_GIVEN TEXT_:
======

# Matching panel



## clo76 (Oct 9, 2013)

Hi everyone 

We’re due to go to matching panel on the 4th Sept.   My DH has it into his head that we may not be approved for the match. Has anyone had this experience or know of anyone that has been turned down at matching panel? Our SW has said she doesn’t see any reason why this would happen as 2 SW’s have recommended us and surely they wouldn’t let us go out and spend hundreds on new furniture just to be turned down. Its weird as normally im the negative one! Any thoughts would be we appreciated.

Thanks


----------



## Lorella (Jan 10, 2013)

Hi Clo76
We are at matching panel beginning of October and I have exactly the same worries especially as been shopping again today!
Thanks for posting the question. 
X


----------



## clo76 (Oct 9, 2013)

Hi Lorella
Im always looking for things to buy!! My mum just bought a car seat for us which will see our lo through to 7yrs old. I can’t wait to put it in the car! We’re hoping to start intros in oct, we were hoping for sooner but the FC is going on hol till the 9th sept and our little one is going to stay with a new FC while they are away, so they wanted him not to have the stress of intros straight after coming back from another FC’s. It’s awful waiting for MP, im keeping myself going by thinking what its going to be like when he comes home and not thinking about the possibility we could get turned down. We have just come back from seeing the medical advisor and everything was really positive but then my DH got really tearful when we got home, he says he doesn’t think he will cope well if we get turned down. Oh im cheery today aren’t i?! lol.
x


----------



## Waiting_patiently (Dec 4, 2013)

Hi All, us too, were at mp 29th next Friday, one day I'm absolutely certain theres no need to get this far if they dont want to approve us to get our lo then then next i'm panicking with fear..

======

_EXTRACTED ENTRIES_:
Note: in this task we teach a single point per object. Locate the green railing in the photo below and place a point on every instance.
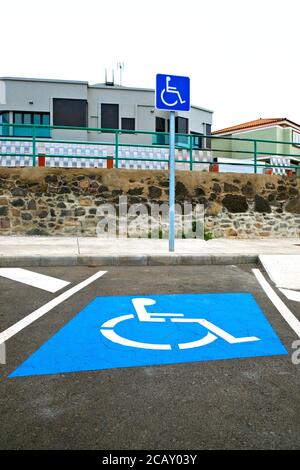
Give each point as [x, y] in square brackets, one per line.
[248, 152]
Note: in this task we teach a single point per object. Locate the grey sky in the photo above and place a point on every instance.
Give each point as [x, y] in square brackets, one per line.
[242, 56]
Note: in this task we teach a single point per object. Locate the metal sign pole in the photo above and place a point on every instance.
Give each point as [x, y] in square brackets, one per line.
[172, 183]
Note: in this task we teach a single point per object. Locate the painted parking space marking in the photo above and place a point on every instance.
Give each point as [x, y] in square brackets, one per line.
[291, 294]
[41, 281]
[32, 317]
[126, 331]
[283, 270]
[277, 302]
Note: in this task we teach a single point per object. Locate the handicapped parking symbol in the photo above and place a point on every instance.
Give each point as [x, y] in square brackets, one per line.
[171, 90]
[139, 304]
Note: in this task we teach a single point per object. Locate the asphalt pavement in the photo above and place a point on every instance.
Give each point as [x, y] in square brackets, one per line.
[246, 401]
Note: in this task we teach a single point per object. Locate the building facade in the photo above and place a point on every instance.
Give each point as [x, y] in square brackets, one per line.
[78, 104]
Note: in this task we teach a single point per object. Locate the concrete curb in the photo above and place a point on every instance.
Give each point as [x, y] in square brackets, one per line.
[127, 260]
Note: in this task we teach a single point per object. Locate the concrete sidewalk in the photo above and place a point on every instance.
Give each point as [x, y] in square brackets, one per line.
[65, 251]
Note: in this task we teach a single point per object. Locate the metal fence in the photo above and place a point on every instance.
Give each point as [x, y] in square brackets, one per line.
[107, 148]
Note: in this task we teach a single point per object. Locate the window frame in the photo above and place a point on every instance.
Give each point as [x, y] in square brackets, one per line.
[124, 129]
[116, 106]
[65, 100]
[5, 125]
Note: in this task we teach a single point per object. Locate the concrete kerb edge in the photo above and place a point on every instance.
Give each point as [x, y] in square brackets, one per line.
[127, 260]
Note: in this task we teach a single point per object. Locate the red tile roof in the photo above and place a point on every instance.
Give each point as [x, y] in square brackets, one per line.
[252, 124]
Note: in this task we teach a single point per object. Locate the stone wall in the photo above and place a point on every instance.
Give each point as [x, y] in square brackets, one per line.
[44, 201]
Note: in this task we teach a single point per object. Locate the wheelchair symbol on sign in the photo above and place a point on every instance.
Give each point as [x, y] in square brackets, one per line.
[139, 304]
[171, 90]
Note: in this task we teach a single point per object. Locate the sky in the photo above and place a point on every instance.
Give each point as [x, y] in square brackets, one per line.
[242, 56]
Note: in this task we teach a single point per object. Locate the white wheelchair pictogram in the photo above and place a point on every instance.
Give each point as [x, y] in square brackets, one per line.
[171, 90]
[139, 304]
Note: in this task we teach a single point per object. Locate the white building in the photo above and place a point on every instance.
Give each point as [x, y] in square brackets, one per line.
[101, 106]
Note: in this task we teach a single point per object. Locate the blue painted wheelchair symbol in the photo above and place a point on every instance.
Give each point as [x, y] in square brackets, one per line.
[172, 92]
[214, 332]
[128, 331]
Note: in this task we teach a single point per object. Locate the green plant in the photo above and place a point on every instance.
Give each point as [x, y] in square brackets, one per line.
[208, 236]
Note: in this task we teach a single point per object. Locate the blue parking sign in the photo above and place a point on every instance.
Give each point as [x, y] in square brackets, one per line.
[172, 92]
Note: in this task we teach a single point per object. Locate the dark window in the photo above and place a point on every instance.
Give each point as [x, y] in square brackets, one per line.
[4, 119]
[69, 112]
[197, 140]
[160, 126]
[109, 116]
[31, 118]
[128, 124]
[181, 125]
[208, 132]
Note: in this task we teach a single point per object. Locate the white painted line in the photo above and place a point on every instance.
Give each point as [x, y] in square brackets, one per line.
[51, 284]
[277, 302]
[291, 294]
[17, 327]
[283, 270]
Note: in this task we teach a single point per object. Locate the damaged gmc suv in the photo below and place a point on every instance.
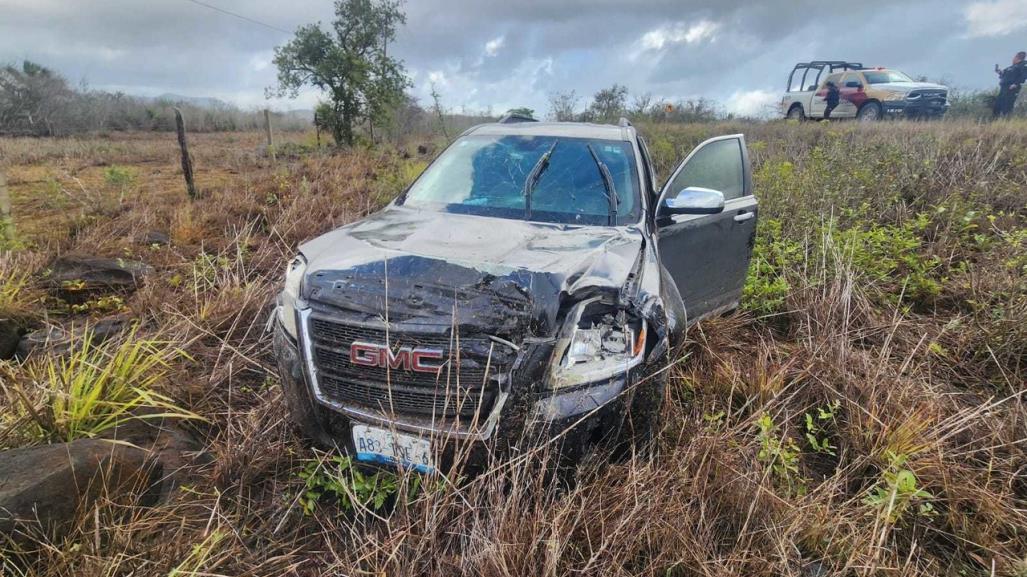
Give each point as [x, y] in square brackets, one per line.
[531, 281]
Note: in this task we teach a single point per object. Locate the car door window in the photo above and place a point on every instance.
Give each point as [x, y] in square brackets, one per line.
[717, 165]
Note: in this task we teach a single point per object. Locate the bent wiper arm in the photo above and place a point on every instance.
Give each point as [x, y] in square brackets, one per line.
[534, 177]
[611, 191]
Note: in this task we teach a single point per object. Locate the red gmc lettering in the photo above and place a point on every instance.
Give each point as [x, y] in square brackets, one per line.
[373, 354]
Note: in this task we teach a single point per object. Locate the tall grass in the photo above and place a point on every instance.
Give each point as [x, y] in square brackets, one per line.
[96, 388]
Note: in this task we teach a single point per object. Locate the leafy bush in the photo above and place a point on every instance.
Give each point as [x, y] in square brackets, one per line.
[337, 478]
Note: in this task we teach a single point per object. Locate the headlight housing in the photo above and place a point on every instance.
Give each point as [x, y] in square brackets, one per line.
[291, 294]
[598, 342]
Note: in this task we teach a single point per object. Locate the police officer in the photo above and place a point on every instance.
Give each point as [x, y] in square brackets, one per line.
[1010, 81]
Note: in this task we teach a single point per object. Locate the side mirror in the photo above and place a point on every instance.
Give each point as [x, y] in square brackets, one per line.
[695, 200]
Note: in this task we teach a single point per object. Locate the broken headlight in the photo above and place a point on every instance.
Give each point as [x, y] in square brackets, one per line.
[598, 342]
[291, 294]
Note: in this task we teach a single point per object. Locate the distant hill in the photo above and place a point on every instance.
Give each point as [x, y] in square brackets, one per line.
[201, 102]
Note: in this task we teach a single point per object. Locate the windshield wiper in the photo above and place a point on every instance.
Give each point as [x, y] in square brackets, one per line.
[534, 177]
[611, 191]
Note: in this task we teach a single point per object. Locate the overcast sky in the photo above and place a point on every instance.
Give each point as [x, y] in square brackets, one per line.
[502, 53]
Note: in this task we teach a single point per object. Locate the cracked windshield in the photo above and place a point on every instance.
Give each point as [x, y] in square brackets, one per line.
[493, 176]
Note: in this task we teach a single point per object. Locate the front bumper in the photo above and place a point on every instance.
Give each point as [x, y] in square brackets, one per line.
[575, 417]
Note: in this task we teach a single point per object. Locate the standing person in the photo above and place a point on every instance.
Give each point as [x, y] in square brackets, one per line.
[1010, 81]
[832, 99]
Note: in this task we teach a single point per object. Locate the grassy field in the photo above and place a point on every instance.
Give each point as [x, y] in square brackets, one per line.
[864, 415]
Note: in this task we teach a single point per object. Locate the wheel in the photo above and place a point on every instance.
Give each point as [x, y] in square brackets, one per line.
[870, 112]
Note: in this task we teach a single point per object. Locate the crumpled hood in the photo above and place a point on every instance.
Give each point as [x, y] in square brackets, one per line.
[499, 275]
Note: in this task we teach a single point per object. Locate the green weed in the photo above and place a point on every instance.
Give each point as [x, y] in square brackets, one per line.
[898, 492]
[816, 424]
[782, 455]
[337, 478]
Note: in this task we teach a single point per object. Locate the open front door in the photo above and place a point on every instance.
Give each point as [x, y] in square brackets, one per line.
[708, 254]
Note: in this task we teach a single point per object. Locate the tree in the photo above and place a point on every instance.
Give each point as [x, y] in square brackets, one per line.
[562, 106]
[34, 100]
[349, 63]
[609, 104]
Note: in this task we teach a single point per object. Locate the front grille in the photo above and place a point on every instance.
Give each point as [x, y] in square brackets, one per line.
[929, 97]
[467, 383]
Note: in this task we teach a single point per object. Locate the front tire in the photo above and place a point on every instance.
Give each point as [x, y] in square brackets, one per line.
[870, 112]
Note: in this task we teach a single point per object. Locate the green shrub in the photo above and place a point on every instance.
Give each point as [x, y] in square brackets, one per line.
[337, 478]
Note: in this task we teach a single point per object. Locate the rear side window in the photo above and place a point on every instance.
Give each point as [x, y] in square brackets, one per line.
[795, 84]
[717, 165]
[812, 77]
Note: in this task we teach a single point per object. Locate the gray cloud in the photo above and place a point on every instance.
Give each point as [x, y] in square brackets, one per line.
[150, 46]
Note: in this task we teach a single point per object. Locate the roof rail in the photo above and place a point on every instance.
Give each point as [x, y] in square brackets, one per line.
[832, 65]
[515, 117]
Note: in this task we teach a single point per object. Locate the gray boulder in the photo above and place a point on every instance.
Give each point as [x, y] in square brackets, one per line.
[78, 278]
[10, 335]
[50, 485]
[58, 340]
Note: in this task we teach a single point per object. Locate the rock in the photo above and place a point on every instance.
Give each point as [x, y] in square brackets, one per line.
[10, 334]
[58, 340]
[78, 278]
[49, 485]
[172, 447]
[156, 237]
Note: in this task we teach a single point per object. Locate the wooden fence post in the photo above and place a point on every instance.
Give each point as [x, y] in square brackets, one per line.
[270, 136]
[4, 197]
[180, 125]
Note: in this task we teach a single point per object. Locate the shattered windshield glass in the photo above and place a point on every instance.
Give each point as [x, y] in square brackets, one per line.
[885, 76]
[545, 179]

======

_QUESTIONS_:
(a) Output the matching panel thread from "We’re due to" to "(Jan 10, 2013)".
(b) List the usernames of everyone who posts in the matching panel thread.
(c) Resume the matching panel thread from the point at which it stops.
The rows come from a separate source, unrelated to the matching panel thread.

_ANSWERS BY TASK_:
(a)
We’re due to go to matching panel on the 4th Sept.   My DH has it into his head that we may not be approved for the match. Has anyone had this experience or know of anyone that has been turned down at matching panel? Our SW has said she doesn’t see any reason why this would happen as 2 SW’s have recommended us and surely they wouldn’t let us go out and spend hundreds on new furniture just to be turned down. Its weird as normally im the negative one! Any thoughts would be we appreciated.

Thanks


----------



## Lorella (Jan 10, 2013)

(b) clo76, Lorella, Waiting_patiently

(c)
Im sure we will all be fine, its normal to feel like this, think back to approval and Im sure we all had the same worries, but then a lo in involved now, far more painful  

Good luck to all of us xx


----------



## Waiting_patiently (Dec 4, 2013)

Lorella said:


> Hi Clo76
> We are at matching panel beginning of October and I have exactly the same worries especially as been shopping again today!
> Thanks for posting the question.
> X


Lorella we've practically brought everything, also the nursery is made up ready for pics this weekend to go in our intro book, even more scary if something didnt happen as we feel he's ours already and it's all been done for him! x


----------



## Lorella (Jan 10, 2013)

Clo- we are going to go and buy our stroller and car seat on Saturday! Today bought a couple of cute outfits, a grow bag and some sleep suits.....couldn't resist! Oh well....
All going well our intros will start end of Oct. Holidays are a pain. We are losing 3 weeks in September due to SW holidays. We don't get to see a medical advisor. I have queried it as I always see others posting about seeing medical advisors. My SW said she saw one at 3 months and that's it. I've seen that report but she's 7 months now so a lot would of changed I'm sure.....a bit worried about it. 

WP - yes I'm sure you are right    .  Indeed good luck to us all 🍀. I know what you mean about feeling he's yours already. We feel the same about our little pink and we are still 6 wks off MP! Bet your nursery looks lovely 😊 xx


----------



## Waiting_patiently (Dec 4, 2013)

Lorella said:


> Clo- we are going to go and buy our stroller and car seat on Saturday! Today bought a couple of cute outfits, a grow bag and some sleep suits.....couldn't resist! Oh well....
> All going well our intros will start end of Oct. Holidays are a pain. We are losing 3 weeks in September due to SW holidays. We don't get to see a medical advisor. I have queried it as I always see others posting about seeing medical advisors. My SW said she saw one at 3 months and that's it. I've seen that report but she's 7 months now so a lot would of changed I'm sure.....a bit worried about it.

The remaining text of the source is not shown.